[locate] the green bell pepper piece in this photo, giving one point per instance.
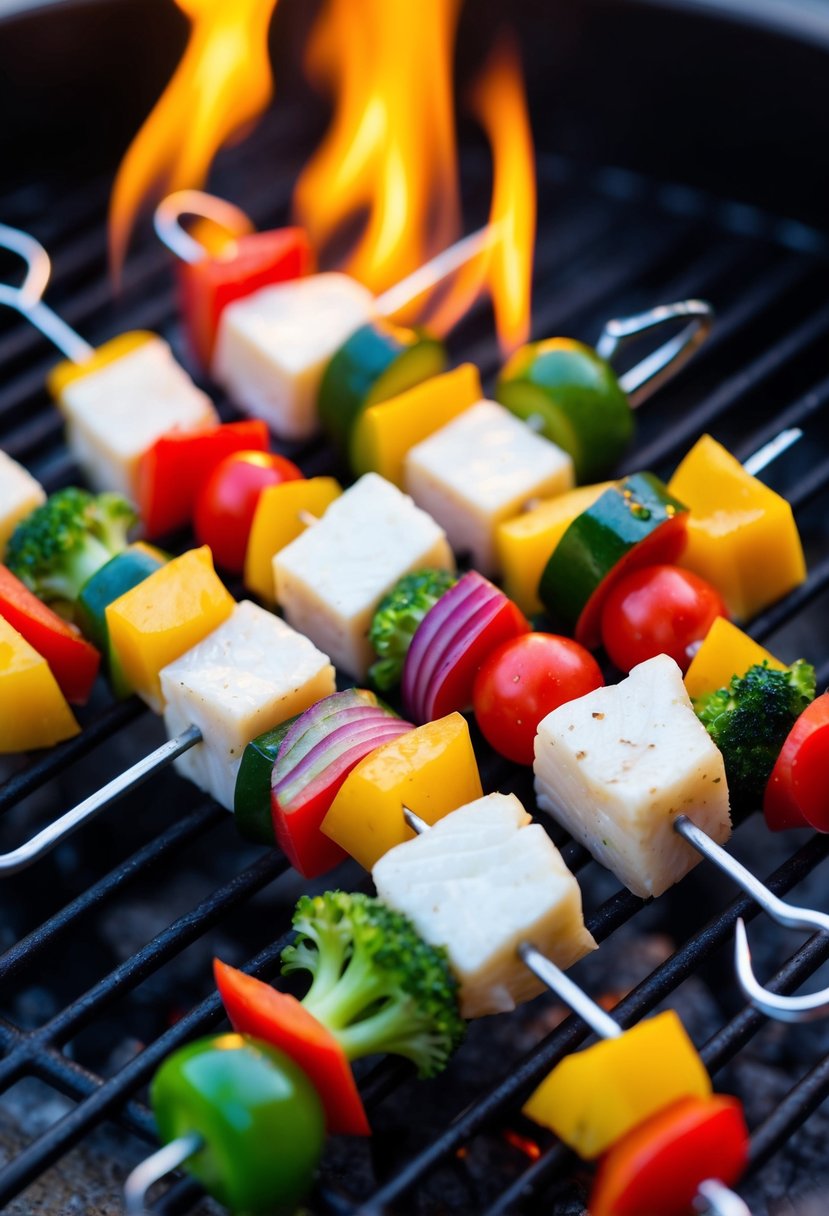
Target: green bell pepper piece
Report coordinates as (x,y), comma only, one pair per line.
(258,1114)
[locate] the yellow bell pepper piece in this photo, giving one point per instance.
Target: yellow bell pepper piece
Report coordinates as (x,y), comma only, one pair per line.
(168,613)
(33,710)
(525,544)
(277,521)
(430,769)
(593,1098)
(384,432)
(110,353)
(726,652)
(742,536)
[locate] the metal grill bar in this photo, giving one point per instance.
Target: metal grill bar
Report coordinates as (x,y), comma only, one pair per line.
(590,255)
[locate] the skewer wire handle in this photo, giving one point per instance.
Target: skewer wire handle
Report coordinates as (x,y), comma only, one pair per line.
(45,840)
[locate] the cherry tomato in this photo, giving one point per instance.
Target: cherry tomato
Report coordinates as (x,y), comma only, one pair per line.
(659,609)
(227,500)
(522,681)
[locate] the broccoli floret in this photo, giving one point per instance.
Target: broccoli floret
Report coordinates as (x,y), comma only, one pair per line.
(749,721)
(377,986)
(67,539)
(396,618)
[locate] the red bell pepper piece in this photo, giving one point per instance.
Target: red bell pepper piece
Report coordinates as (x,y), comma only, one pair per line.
(251,263)
(798,794)
(73,660)
(659,1165)
(173,471)
(255,1008)
(298,817)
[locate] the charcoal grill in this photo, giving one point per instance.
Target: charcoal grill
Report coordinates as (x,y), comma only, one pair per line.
(106,941)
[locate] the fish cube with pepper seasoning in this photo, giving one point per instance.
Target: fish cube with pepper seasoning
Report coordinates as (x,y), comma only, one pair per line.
(129,394)
(480,882)
(480,469)
(247,676)
(274,347)
(331,579)
(618,766)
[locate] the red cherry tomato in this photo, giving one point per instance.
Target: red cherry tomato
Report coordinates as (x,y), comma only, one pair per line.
(659,609)
(227,500)
(522,681)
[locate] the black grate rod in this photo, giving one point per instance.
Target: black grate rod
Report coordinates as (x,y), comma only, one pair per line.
(779,613)
(535,1064)
(683,432)
(55,761)
(176,837)
(790,1112)
(716,1053)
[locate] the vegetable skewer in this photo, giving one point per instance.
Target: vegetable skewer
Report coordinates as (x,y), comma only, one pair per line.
(565,390)
(254,1007)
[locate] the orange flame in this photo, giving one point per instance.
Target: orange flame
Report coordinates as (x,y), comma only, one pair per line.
(221,84)
(505,268)
(389,151)
(500,105)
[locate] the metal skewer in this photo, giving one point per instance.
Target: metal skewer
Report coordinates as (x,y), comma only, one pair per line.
(18,859)
(712,1198)
(27,299)
(157,1166)
(638,383)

━━━━━━━━

What is being asked: Give the lines above as a numbered list, starting at the one containing "[locate] the vegetable" and ending at the last line, skipping any blank lines.

Correct result:
1. [locate] the vegetable skewer in this photo, giving one point per instance.
2. Target: vegetable skewer
3. Report coordinates as (x,y), comma only, one pair per line.
4. (565,390)
5. (254,1007)
6. [locate] the orange flame in this photo, giving one point per instance.
7. Target: orange flame
8. Report coordinates as (x,y), comma only, one pair per line.
9. (221,84)
10. (505,268)
11. (389,151)
12. (500,105)
13. [locate] the metal skewer in this photo, giving one point per instance.
14. Target: metal skewer
15. Report coordinates as (x,y), comma only, one pair per line.
16. (18,859)
17. (712,1198)
18. (27,299)
19. (157,1166)
20. (638,383)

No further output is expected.